■ **TASK OBJECTIVE**
All lines holding the word "flower" should be located in the records and copied.

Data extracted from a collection
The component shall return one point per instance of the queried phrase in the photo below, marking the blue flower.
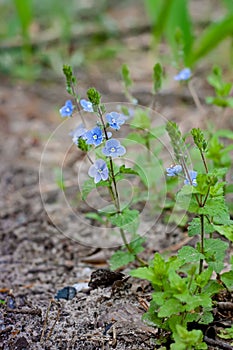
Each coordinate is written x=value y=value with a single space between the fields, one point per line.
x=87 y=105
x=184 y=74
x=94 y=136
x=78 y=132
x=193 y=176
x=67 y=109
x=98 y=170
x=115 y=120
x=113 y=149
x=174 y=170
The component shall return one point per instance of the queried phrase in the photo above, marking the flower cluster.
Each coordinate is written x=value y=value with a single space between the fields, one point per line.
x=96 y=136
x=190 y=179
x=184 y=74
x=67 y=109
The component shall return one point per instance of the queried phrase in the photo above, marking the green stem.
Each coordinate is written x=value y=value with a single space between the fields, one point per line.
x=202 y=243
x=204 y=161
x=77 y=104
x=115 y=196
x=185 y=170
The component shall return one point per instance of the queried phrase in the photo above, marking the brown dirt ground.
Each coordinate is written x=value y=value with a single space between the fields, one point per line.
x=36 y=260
...
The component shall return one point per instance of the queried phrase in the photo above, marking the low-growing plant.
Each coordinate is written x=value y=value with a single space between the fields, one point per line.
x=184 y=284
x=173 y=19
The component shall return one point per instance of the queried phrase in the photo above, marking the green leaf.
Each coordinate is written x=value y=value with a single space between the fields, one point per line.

■ **RESPONSE**
The component shall return one point per instance of the queried phrase in the photo below, marking the blue flower.
The component shall return one point per instance of the queried phrase in the photo above, marking the flower cluster.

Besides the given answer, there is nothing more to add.